Document text —
^^^^^^^^
Code is good. End of post. In the next post, I'll write a console 'main' app to exercise the converter and evaluate the expression.

Test driving an infix to postfix expression converter (1 of 2)

I've been wanting to understand infix to postfix conversion - strangely intriguing to me. Here's what I'm about to ramble on for a while today...
Given an expression in infix form (operators appear inline in the expression) like
3 * (2 + 5)
Transform it to its postfix equivalent
3 2 5 + *

This form can be easily evaluated by a computer. You keep pushing terms onto a stack.. everytime you hit a operator, you pop the last 2 values and perform the operation, push the result back on the stack. In time, you will run out of terms and have the result at the top of the stack.
e.g. Stack builds from left to right (TOS is extreme right)
Read 3 Stack [3]
Read 2 Stack [3 2]
Read 5 Stack [3 2 5]
Read + Stack [3 7] #Pop 5,2 Perform 2+5, Store 7 back on stack
Read * Stack [21] # Pop 7,3 Perform 3*7, Store 21 back on stack.

Time and again I've procrastinated.. Then I hit Bart De Smet's blog post dated Oct 2006 - It's time! :). You may want to read up on the algorithm to parse an infix expression.

Just to make things interesting I'm going to do it TDD style.. red-green-refactor to glory. I'm trying to shorten the post to the essence.

I've TDDed myself a Tokenizer, a class that parses a string, uses a couple of regular expressions and returns the next number/operator with each call to GetNextToken().

Tokenizer.cs


public class Tokenizer
{
string m_sInputData;
public Tokenizer(string sInput)
{    m_sInputData = sInput;    }

public object GetNextToken()
{
Regex regexNumber = new Regex(@"^\s*(\d+)");
Match obResults = regexNumber.Match(m_sInputData);
if (obResults.Success)
{
    Group obGroup = obResults.Groups[1];
    RemoveReadCharacters(obGroup);
    return Int32.Parse(obGroup.Value);
}

Regex regexOperator = new Regex(@"^\s*([-+*/()])");
obResults = regexOperator.Match(m_sInputData);
if (obResults.Success)
{
    Group obGroup = obResults.Groups[1];
    RemoveReadCharacters(obGroup);
    returnobGroup.Value;
}

return null;
}

private void RemoveReadCharacters(Group obMatchedGroup)
{
m_sInputData = m_sInputData.Remove(0, obMatchedGroup.Index + obMatchedGroup.Length);
}
}

The tokenizer has around 20 tests. I'll post one of the latter tests to illustrate usage

TestTokenizer.cs


[Test]
public void ReadMultipleTokensWithParantheses()
{
Tokenizer t = new Tokenizer(" ( 1 + 2 ) * (3 - (8/2))");
object[] arrExpectedTokens = new object[] { "(", 1, "+", 2, ")", "*", "(", 3, "-", "(", 8, "/", 2, ")", ")" };
foreach (object token in arrExpectedTokens)
^^^^^^^^
Data provided —
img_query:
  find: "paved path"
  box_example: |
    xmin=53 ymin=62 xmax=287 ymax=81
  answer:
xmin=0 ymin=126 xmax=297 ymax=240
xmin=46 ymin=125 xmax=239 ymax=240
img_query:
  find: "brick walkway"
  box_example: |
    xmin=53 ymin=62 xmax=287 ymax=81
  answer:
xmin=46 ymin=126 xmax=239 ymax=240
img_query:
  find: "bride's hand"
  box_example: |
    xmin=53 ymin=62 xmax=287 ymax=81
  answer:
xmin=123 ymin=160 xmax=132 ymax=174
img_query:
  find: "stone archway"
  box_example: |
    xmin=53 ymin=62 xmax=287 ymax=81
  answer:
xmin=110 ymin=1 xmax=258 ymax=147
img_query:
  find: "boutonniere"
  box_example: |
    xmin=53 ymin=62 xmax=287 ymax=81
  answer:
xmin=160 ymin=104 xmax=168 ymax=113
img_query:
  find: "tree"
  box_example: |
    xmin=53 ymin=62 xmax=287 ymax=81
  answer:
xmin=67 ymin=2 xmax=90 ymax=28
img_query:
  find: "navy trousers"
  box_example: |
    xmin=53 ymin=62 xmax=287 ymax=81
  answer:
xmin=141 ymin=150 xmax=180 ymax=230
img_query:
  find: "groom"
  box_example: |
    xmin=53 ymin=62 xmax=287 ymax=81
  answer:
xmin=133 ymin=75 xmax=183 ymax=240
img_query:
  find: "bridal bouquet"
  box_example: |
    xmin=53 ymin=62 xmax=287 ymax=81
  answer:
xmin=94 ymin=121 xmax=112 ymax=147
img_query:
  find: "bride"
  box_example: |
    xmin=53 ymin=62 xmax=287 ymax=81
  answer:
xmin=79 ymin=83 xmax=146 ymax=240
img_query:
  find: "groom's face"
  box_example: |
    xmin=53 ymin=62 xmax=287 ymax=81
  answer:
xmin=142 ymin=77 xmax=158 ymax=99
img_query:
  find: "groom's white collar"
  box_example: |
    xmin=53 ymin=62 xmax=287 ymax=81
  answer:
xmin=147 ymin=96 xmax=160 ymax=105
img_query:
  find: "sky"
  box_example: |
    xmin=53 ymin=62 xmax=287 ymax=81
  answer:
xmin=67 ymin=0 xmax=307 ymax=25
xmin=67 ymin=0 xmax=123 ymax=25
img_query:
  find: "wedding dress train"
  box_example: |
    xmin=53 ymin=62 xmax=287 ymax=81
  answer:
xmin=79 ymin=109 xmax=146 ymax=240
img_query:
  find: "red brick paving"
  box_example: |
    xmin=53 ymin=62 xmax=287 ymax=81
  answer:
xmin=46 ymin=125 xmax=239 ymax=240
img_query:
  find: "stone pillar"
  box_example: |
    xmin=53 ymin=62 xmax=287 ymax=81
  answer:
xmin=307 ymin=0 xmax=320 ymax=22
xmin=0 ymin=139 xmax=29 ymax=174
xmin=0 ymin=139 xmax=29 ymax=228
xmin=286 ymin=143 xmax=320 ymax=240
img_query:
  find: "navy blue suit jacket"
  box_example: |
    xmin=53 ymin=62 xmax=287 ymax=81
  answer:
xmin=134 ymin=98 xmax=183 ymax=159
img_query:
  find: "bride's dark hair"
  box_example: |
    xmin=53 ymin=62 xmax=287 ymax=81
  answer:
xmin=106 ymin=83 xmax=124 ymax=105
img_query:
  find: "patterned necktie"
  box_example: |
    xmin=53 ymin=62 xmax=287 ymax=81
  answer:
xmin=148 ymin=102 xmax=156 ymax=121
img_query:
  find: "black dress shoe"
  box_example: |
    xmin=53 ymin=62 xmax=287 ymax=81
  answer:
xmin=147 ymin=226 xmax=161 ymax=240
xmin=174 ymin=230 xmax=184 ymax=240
^^^^^^^^
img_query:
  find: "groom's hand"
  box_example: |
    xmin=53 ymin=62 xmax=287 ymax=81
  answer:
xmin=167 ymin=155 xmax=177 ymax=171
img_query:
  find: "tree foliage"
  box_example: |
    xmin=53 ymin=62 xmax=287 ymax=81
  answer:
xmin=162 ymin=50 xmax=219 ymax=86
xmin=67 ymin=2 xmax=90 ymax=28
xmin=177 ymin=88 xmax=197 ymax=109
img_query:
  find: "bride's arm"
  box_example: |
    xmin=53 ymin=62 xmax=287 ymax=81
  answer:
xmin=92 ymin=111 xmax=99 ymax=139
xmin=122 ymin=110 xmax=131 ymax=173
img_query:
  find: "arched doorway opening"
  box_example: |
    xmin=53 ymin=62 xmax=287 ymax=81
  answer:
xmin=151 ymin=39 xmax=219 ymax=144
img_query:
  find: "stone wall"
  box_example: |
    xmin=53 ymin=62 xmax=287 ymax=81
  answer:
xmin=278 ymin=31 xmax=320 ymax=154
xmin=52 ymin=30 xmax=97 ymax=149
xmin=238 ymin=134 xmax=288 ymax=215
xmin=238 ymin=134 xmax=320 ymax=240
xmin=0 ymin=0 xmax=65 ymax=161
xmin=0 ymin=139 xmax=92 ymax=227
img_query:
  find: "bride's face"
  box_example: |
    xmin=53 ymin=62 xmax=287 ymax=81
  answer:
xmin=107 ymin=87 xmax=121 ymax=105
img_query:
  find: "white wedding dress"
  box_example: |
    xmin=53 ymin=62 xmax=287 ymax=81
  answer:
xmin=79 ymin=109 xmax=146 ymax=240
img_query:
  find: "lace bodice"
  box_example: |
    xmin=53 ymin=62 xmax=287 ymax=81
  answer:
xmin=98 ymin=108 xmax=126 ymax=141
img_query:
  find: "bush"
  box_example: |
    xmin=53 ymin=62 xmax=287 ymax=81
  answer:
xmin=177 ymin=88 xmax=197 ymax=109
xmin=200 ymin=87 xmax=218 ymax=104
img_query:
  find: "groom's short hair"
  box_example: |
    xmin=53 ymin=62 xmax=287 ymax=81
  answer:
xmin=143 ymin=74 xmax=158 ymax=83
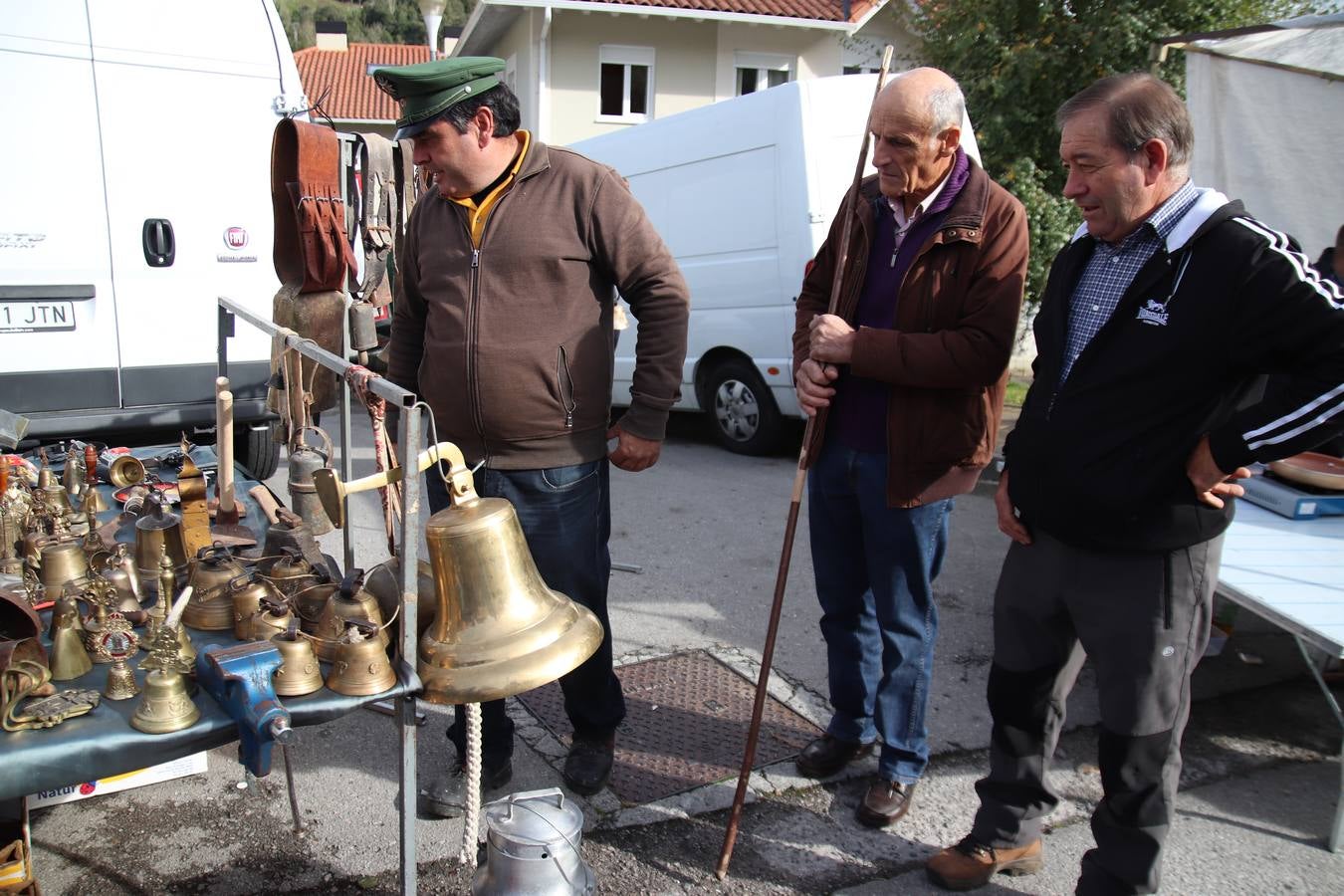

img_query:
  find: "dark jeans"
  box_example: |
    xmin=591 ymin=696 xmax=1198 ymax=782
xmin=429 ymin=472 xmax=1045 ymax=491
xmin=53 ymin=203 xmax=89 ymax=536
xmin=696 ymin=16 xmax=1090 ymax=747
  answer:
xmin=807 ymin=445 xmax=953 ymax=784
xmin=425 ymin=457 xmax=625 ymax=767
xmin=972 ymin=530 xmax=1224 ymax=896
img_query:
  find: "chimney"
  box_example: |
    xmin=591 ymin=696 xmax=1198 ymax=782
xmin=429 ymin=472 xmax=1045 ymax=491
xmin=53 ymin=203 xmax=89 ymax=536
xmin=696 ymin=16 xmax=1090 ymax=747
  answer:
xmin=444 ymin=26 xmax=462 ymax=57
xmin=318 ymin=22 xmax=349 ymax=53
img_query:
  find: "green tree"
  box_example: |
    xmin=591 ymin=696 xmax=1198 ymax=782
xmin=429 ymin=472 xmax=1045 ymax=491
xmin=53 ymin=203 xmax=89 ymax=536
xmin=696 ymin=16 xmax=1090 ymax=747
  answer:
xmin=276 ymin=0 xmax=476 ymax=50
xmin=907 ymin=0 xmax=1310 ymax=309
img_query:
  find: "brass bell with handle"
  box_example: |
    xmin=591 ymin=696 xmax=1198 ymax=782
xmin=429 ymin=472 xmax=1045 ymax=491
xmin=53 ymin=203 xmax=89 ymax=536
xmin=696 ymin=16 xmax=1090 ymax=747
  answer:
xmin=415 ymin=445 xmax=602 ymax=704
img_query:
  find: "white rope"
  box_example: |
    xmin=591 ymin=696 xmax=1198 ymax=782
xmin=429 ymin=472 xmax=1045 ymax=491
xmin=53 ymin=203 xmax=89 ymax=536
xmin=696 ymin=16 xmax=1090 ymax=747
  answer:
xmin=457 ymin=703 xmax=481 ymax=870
^^^^^^^^
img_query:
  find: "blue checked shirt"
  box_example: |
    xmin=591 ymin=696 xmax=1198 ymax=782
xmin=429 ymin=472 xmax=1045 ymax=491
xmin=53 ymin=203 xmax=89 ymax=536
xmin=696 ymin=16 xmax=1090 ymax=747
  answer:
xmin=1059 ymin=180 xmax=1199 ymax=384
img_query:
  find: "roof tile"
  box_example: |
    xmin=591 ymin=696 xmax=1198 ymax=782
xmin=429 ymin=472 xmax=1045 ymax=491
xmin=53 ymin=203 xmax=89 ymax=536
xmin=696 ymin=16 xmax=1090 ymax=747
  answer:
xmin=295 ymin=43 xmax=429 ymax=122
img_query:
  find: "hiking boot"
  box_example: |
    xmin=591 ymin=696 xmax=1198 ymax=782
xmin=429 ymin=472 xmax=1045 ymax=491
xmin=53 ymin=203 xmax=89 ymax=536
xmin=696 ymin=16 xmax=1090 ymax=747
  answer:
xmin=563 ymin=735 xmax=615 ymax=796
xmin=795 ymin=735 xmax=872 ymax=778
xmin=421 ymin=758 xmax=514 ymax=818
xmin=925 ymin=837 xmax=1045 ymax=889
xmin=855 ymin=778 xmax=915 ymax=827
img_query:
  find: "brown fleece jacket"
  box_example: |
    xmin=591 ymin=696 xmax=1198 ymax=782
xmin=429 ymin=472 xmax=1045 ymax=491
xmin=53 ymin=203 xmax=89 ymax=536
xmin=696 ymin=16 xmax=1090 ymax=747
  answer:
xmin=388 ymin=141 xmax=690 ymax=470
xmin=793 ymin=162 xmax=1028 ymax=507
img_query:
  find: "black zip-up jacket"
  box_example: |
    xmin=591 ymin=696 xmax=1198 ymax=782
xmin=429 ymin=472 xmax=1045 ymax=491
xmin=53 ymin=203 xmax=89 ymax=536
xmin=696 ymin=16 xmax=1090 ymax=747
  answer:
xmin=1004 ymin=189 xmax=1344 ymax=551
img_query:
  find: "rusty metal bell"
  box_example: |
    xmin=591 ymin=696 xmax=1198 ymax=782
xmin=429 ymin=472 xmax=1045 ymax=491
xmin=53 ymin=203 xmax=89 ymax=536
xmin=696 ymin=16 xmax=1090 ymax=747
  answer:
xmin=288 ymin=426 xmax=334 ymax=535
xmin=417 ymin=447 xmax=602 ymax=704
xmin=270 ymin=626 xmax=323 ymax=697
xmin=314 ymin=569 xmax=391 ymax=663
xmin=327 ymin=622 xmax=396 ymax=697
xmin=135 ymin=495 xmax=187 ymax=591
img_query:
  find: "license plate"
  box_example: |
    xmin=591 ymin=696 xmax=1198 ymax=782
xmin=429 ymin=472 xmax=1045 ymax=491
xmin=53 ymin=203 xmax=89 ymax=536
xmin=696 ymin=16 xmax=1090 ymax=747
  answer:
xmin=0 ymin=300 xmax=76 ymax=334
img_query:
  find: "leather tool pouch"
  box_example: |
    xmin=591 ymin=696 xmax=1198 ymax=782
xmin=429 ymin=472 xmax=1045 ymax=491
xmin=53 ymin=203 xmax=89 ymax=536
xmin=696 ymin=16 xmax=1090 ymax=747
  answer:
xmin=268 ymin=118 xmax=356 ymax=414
^^^^^^^^
Given task — Copy word for word the part of the infix-to-postfix post that starts at "Code is good." and ends at "is extreme right)".

The answer —
Code is good. End of post. In the next post, I'll write a console 'main' app to exercise the converter and evaluate the expression.

Test driving an infix to postfix expression converter (1 of 2)

I've been wanting to understand infix to postfix conversion - strangely intriguing to me. Here's what I'm about to ramble on for a while today...
Given an expression in infix form (operators appear inline in the expression) like
3 * (2 + 5)
Transform it to its postfix equivalent
3 2 5 + *

This form can be easily evaluated by a computer. You keep pushing terms onto a stack.. everytime you hit a operator, you pop the last 2 values and perform the operation, push the result back on the stack. In time, you will run out of terms and have the result at the top of the stack.
e.g. Stack builds from left to right (TOS is extreme right)